## 指示
パソコンの特徴を述べた文章の「パソコンのもっと本質的な特徴」から「て自分でつくることもできる。」までを、「スケジュール管理ソフト」を「予定管理ソフト」に置き換えて書き直してください。

## 読解文
パソコンの特徴



パソコンの特徴は汎用性

 では、家庭用パソコンの活用を考えるにはどういう視点が必要であろうか。野口悠紀雄は、パソコンはワープロ(検索、編集)、通信計算が得意だと述べている(注1)
 しかし、これらはワープロ専用機でもできることだから、別にパソコンを使う必要はない。パソコンでもできるというに過ぎない。
 パソコンのもっと本質的な特徴は、その「汎用性」にある。道具を自分で変更でき、個人情報システムを構築できるということにある。
 これまでの個人情報システムというのは、例えば、手帳は既成のものから選ばなければならなかった。パソコンのスケジュール管理ソフト(もしくは個人情報管理ソフト)は、何種類もあって、選べる上に、設定がたくさんある。あるいは専用のソフトを使わずに、編集ソフト(エディタ)で、画面レイアウトからすべて自分でつくることもできる。
 スケジュール管理というのは、個人がおかれている環境や、仕事や、家族構成や、趣味・嗜好などにより、すべて方法が異なると言ってもいい。誰にでもあてはまる最適な手帳やスケジュール管理ソフトなどというものはありえない。また、個人がおかれる環境は、日々刻々と変化するので、個人ごとに考えても、最適な固定化されたものも存在しない。
 同じスケジュールと言っても、外回りの営業マンと研究所の研究員とでは、管理する項目数や内容は異なる。私も勤務先の配属替えによってスケジュール管理の内容が劇的に変化したことがある。
 野口悠紀雄の提起したアイデアが基になって考案された「超整理手帳」という手帳がある(注2)が、これも所詮、野口氏の現在の個人情報システムにとって、最も都合の良いものにすぎない。
 個人情報システムは、個々人特有のシステムであって、そのシステムを構築する作業は、その個人の手による以外、方法はない。そして、個人がその環境の変化に合わせて、絶えず改善していく必要がある。梅棹忠夫は、「知的生産の技術には、王道はない」「たえざる自己変革と自己訓練が必要なのである。」と言っている(注3)
 野口悠紀雄は、梅棹忠夫が提起したカードを使ってメモをとる方法について、「文化人類学のフィールド調査には便利なのだろう」と認めつつ、「普通の人がメモ用に使うには、もともと不便な代物である。」(注4)として、個々人の環境の違いにより、個人情報システムには差があることを認めている。野口悠紀雄は、このカード式メモが使いものにならなかったという山根一眞の例をあげて、普通の人はカードが不便であるといっているが、メモをカードで活用している人は存在する。例えば、小川明は自分専用の「42文字カード」をいつも持ち歩いている(注5)
 梅棹忠夫が紹介した方法は、あくまで自分の方法であり、自分の方法は、自分でいろいろ考えながら、自分で見つけていくしかない。そして、そういう作業こそが、最も重要であるということが言いたかったのであろう。
 そういう観点から見れば、自分にとって都合のよい個人情報システムをつくりあげるための「汎用性」を備えた道具であるパソコンが、汎用性のないワープロ専用機と決定的に異なる優れた面を持っていることがわかる(注6)

## データ一覧
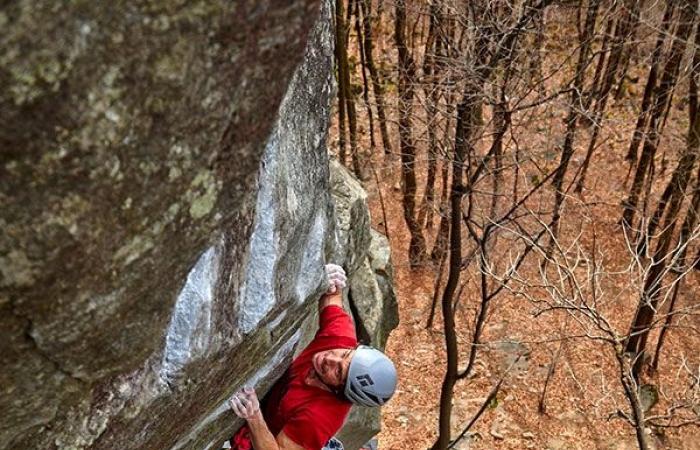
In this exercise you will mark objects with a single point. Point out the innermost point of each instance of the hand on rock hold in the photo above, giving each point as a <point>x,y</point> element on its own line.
<point>336,278</point>
<point>245,403</point>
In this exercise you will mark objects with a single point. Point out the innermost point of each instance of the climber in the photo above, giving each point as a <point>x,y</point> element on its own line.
<point>309,404</point>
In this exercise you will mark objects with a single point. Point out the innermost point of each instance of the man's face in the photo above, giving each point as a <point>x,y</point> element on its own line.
<point>332,365</point>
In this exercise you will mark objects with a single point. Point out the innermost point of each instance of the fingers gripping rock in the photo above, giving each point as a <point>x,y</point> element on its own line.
<point>245,403</point>
<point>336,278</point>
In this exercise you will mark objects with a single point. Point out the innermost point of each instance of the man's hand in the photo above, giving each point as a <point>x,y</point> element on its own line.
<point>336,278</point>
<point>245,403</point>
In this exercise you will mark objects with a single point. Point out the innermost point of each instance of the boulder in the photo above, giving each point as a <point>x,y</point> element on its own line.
<point>166,214</point>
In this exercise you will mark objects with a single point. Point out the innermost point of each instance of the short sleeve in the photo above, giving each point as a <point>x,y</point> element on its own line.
<point>312,433</point>
<point>335,322</point>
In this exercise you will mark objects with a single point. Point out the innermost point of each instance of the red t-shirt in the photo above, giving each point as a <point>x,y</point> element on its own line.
<point>308,415</point>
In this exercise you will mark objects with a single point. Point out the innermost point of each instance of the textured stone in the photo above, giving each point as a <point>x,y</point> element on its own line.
<point>370,295</point>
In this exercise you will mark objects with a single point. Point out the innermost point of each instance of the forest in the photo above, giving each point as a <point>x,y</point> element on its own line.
<point>534,164</point>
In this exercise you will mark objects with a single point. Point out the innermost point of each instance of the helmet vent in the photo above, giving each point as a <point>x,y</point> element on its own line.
<point>365,380</point>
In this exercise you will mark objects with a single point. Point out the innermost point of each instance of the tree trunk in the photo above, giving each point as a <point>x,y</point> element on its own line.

## 回答
パソコンのもっと本質的な特徴は、その「汎用性」にある。道具を自分で変更でき、個人情報システムを構築できるということにある。
 これまでの個人情報システムというのは、例えば、手帳は既成のものから選ばなければならなかった。パソコンの予定管理ソフト(もしくは個人情報管理ソフト)は、何種類もあって、選べる上に、設定がたくさんある。あるいは専用のソフトを使わずに、編集ソフト(エディタ)で、画面レイアウトからすべて自分でつくることもできる。